Spotting Toxicity—Why “If He Wanted To…” Could Be Killing Your Love Life

That phrase—“If he wanted to, he would”—it’s everywhere. The latest viral clip called it out as not dating wisdom, but emotional sabotage. And Dating Dave is here to say: they’re right.

On the surface it sounds motivational—mystique, respect, value. But it’s actually a trap: it absolves you from curiosity, conversation, emotional realness. It puts a burden on the other person to jump through hoops or show constant enthusiasm. If they don’t, you chalk it up to “not really wanting it” and you bail. Sounds logical, but here’s what it kills: nuance, context, growth.

Maybe they didn’t call because they’re processing a loss. Maybe they didn’t text back because they work late or fear deeper emotional questions. Maybe they do care, but your rule strips them of space. That video emphasized that boundaries matter—and so do empathy and context YouTube.

Dating Dave says ask questions like, “Hey, are you in a good place to date right now?” or “Do you need a few days to regroup this week?” That turns your relationship into a space—not a checklist. It means you’re creating a connection with a person, not a script.

The phrase “If he wanted to” also puts you on pause. You’re not exploring, you’re judging. You stop listening. You miss the small details: they laugh at your weird jokes, they connect with your story, they show up when it matters. Slow chemistry doesn’t mean no chemistry. It means story building. And that’s worth attention.

Find emotional signals, not scoreboard results. Look for signs of presence: consistent listening, shared vulnerability, scheduling time when life permits. That’s intimacy. And if it’s missing? By all means, talk about it. But blame? Jumping out? That’s emotional speed-dating, not love.

So next time you find yourself whispering “if he wanted to,” shift it. Say, “I want to know.” Say, “Tell me when you’re ready.” Be confused, be curious—not cold. Because connection grows in the messy space—not behind red flags or rules—but in real conversations.

**Task item:** List every sign of presence that the dating article says to look for. Rely solely on the article about the phrase "If he wanted to, he would."

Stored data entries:
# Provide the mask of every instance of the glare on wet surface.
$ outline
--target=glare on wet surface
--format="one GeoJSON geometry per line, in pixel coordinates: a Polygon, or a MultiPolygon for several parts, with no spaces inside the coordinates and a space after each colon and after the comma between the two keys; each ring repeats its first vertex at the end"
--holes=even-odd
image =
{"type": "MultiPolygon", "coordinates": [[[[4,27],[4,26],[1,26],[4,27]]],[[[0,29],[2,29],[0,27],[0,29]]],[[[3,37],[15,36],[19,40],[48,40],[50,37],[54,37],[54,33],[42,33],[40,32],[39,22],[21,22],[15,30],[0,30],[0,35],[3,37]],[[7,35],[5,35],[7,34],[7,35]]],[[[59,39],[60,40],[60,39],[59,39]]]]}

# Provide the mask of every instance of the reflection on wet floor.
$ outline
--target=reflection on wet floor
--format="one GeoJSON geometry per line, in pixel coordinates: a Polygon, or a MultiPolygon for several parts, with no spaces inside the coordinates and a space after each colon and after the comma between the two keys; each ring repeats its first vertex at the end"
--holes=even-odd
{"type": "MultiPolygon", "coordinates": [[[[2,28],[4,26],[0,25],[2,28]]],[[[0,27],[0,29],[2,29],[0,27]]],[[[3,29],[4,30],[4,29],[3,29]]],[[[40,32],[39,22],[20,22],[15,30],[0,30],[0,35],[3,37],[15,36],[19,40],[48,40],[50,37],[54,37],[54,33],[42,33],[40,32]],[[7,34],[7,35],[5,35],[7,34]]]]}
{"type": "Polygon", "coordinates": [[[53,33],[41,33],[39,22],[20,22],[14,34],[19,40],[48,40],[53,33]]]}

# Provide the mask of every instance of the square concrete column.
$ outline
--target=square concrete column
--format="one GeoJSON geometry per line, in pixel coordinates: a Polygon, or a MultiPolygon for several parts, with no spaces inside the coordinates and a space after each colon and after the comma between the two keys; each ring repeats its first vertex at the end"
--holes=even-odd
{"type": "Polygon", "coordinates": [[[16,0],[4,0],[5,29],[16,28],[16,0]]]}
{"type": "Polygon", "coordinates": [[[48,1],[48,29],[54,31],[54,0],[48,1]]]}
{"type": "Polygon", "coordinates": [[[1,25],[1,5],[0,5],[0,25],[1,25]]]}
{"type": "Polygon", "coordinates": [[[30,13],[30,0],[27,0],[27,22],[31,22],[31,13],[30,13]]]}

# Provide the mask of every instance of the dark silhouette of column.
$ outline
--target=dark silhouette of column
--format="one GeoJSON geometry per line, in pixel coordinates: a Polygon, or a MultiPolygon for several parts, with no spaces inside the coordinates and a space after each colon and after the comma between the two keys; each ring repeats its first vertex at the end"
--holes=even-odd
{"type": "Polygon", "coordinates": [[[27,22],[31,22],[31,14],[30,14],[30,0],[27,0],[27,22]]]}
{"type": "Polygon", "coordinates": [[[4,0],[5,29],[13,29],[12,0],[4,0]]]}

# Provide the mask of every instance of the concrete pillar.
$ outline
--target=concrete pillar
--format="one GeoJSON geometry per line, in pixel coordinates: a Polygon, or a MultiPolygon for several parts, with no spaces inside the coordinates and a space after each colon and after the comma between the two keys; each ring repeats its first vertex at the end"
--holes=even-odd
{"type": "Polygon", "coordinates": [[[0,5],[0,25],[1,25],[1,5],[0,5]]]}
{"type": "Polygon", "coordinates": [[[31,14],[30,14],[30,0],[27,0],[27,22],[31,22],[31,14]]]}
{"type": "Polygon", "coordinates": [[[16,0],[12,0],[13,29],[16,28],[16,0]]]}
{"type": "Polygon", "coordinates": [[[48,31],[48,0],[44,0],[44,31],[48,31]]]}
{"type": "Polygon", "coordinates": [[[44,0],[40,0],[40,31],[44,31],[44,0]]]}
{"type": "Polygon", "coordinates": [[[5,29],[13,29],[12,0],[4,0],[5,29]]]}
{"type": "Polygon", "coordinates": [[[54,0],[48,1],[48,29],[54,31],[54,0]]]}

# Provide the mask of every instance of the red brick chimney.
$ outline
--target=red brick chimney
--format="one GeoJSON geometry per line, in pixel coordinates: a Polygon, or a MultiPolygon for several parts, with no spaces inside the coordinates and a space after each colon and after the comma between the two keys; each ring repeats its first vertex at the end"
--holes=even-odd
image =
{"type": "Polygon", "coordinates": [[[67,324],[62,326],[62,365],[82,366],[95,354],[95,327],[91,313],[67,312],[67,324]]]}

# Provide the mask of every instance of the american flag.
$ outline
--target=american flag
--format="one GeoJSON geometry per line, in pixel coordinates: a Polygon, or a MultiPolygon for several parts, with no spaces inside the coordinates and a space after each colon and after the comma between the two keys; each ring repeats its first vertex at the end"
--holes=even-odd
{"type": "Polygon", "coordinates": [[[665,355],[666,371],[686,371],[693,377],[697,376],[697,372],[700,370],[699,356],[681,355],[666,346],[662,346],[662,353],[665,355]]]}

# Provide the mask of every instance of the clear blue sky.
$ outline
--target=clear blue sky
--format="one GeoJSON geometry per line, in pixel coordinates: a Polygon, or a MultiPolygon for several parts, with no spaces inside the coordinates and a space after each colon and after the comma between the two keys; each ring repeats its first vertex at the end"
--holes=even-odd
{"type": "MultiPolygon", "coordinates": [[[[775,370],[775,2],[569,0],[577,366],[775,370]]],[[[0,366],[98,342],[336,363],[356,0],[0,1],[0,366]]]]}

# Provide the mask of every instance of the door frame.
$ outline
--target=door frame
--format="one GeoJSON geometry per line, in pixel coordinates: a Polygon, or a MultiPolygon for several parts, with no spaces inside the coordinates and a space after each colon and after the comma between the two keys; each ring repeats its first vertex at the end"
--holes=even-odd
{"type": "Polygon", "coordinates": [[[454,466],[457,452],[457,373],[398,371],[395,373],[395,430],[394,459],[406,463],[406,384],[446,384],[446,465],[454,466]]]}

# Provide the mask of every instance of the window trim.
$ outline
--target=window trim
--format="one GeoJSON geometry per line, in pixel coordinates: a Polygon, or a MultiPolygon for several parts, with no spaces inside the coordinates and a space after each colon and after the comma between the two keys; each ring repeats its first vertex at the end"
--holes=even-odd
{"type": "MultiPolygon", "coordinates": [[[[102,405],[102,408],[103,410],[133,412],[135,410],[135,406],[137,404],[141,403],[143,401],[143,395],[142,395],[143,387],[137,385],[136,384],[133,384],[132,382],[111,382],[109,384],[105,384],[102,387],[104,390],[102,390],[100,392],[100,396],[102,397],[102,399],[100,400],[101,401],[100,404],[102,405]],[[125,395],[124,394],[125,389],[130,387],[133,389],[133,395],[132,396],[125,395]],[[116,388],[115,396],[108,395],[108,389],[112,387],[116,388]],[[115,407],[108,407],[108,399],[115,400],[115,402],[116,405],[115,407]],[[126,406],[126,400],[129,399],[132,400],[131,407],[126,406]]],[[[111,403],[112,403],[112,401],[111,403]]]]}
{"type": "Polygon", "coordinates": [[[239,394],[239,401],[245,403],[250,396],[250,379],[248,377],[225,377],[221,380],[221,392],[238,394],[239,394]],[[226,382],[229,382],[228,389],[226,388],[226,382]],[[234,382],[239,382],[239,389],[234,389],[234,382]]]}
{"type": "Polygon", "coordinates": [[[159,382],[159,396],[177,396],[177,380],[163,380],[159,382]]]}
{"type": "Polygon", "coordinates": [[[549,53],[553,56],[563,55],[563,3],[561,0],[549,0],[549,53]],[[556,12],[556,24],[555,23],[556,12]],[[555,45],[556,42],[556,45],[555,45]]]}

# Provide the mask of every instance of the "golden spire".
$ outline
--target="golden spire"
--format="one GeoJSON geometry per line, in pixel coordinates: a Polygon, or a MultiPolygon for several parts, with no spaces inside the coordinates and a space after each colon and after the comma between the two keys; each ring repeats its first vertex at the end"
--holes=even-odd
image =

**Task response:**
- Consistent listening
- Shared vulnerability
- Scheduling time when life permits